## [Records to process]

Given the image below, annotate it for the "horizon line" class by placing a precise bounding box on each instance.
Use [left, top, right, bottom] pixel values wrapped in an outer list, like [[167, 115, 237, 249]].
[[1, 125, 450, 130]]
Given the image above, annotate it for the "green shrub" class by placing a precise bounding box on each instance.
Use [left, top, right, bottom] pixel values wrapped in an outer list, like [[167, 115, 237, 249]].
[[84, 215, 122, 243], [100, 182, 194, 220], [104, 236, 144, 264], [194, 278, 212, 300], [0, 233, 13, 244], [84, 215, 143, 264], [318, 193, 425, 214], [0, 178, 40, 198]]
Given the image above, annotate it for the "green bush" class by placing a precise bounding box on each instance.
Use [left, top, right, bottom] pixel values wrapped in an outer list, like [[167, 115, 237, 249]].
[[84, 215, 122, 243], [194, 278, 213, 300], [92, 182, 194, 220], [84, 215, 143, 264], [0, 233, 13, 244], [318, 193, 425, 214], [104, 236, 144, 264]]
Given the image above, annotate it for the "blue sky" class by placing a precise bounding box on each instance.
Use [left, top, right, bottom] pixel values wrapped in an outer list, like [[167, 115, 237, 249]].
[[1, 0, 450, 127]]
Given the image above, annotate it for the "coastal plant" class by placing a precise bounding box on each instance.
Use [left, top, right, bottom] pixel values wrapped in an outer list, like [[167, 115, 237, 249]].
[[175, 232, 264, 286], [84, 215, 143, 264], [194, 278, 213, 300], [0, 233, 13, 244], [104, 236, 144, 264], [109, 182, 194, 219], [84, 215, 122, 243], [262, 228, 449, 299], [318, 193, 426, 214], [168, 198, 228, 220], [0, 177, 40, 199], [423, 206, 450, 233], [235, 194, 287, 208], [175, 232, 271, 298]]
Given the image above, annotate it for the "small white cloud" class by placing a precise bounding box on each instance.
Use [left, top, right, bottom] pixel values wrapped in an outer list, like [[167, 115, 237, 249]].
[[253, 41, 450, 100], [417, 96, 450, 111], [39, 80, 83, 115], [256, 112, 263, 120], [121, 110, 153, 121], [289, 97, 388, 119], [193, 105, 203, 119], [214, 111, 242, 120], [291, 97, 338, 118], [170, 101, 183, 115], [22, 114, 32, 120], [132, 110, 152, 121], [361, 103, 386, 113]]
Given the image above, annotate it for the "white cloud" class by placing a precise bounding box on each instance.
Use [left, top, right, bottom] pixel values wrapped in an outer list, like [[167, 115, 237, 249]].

## [Requirement]
Looking at the material above, please state how many lines include the string "cloud", and give only that number.

## [Exercise answer]
2